De spaak in het wiel

© m.s.gerritsen 1999-2009

Inhoud: spaak wisselen, velg vervangen, wiel richten, vanaf nul beginnen


Spaak wisselen.

Bij het vervangen van een spaak in het achterwiel, zit je rechts vaak met het probleem dat de tandwieltjes in de weg zitten voor het inrijgen van de nieuwe spaak. Tijdelijk kun je dat probleem omzeilen met een noodspaak, maar dat is geen oplossing voor honderden kilometers. De tandwielen moeten er dan dus af, hoe dat moet staat op een andere pagina. Links of in het voorwiel heb je meestal minder problemen.
Een nieuwe spaak moet behalve van de juiste lengte, ook nog van dezelfde diameter zijn. En koop bij voorkeur reservespaken van hetzelfde merk: er zijn soms variaties in de schroefdraad, en dan weet je tenminste zeker dat je de oude spaaknippel kunt gebruiken, en het velglint kunt laten zitten. Merk-spaken hebben een logootje van de fabrikant op de spaakkop geperst, zodat je kunt vergelijken.

------------------------

> [VOLTOOI HET VOLGENDE]:
1/ Verander in de tekst over het spaakwiel het stuk van "De spaak in" tot en met "meestal minder problemen." door "noodspaak" te vervangen door "hulpspaak", en geef dat stuk opnieuw.
2/ Schrijf een vervolg op de tekst over het vervangen van spaken, te beginnen na de laatste zin ervan.

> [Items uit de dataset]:
------------------------

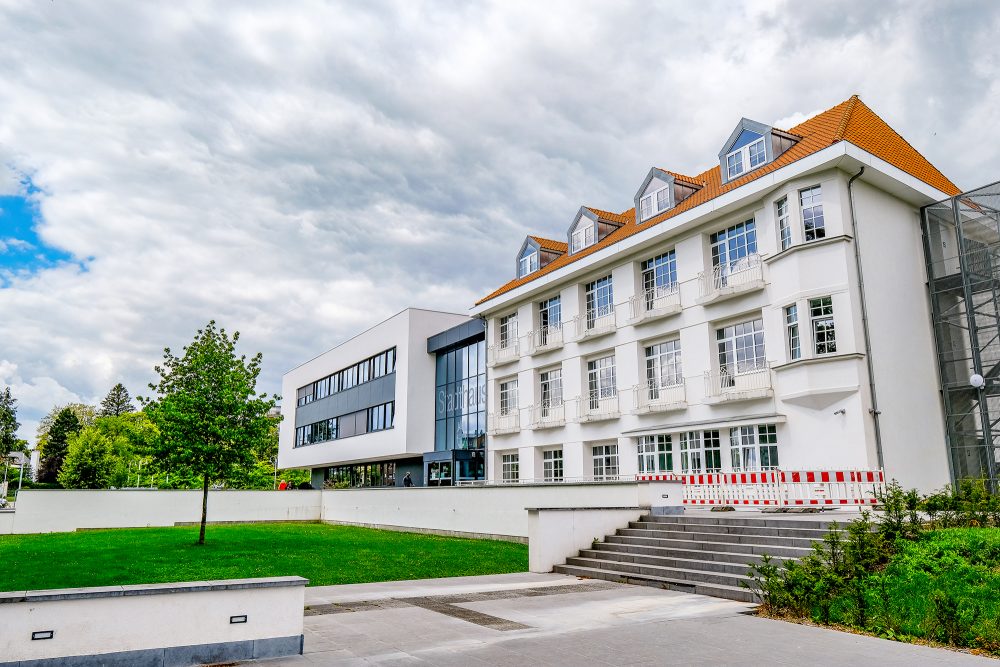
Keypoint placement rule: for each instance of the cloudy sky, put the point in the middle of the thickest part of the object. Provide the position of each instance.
(300, 171)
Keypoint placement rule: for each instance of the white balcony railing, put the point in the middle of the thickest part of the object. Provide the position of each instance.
(503, 423)
(654, 396)
(742, 275)
(546, 338)
(736, 385)
(548, 414)
(596, 322)
(598, 405)
(658, 301)
(502, 353)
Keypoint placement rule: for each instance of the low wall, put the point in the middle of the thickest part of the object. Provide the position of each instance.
(159, 624)
(490, 511)
(50, 511)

------------------------

> [ANTWOORDEN PER OPDRACHT]:
1/
De spaak in het wiel

© m.s.gerritsen 1999-2009

Inhoud: spaak wisselen, velg vervangen, wiel richten, vanaf nul beginnen


Spaak wisselen.

Bij het vervangen van een spaak in het achterwiel, zit je rechts vaak met het probleem dat de tandwieltjes in de weg zitten voor het inrijgen van de nieuwe spaak. Tijdelijk kun je dat probleem omzeilen met een hulpspaak, maar dat is geen oplossing voor honderden kilometers. De tandwielen moeten er dan dus af, hoe dat moet staat op een andere pagina. Links of in het voorwiel heb je meestal minder problemen.

2/
van boven naar beneden
                Sap(im), H(oshi) & DT

Als je onderstaand wiel bekijkt zie je dat de spaken beurtelings met de kop naar buiten en met de kop aan de binnenkant door de flens gestoken zijn. Het spaakpatroon van dit wiel is kruis drie, dwz als je een spaak (pijl) vanaf de naaf volgt, de spaak 3 keer een andere spaak (uit de zelfde flens) kruist. Bij 1 en 2 gaat de spaak over de onderliggende spaken, bij drie is de volgorde omgedraaid en gaat onze spaak achterlangs.

spaakpatroon (kruis 3)


  • Om een nieuwe spaak in het wiel te rijgen verwijder je eerst de spaakkop van de gebroken spaak uit de flens, 

  • Betreft het een spaak die van buiten naar binnen moet, hou dan in de gaten waar je met het uiteinde heen wilt. Andersom, dus met de spaakkop binnenin, heb je geen problemen want dan kun je de spaak buiten het wiel omklappen. In het eerste geval wurm je de spaak op een zo tactisch mogelijke plek door het spaakpatroon aan de andere kant (dus achter het laatste kruis), zodat je de spaak zonder al te veel buigwerk door het vlechtwerk heen kunt krijgen. Kruisende spaken moet je misschien van elkaar duwen om de spaak 'door het kruis' te krijgen.  De spaak wordt wel krom, maar zeker in het midden kan hij daar wel tegen, en je trekt het later wel weer recht. Kijk goed hoe de andere spaken in het wiel zitten, meestal wordt de spaak zoals hierboven te zien bij het laatste kruis achterlangs gestoken. Dat doen wij dus dan ook, maar pas wel op dat je dan met het schroefdraadeind geen grote kras op de velg maakt.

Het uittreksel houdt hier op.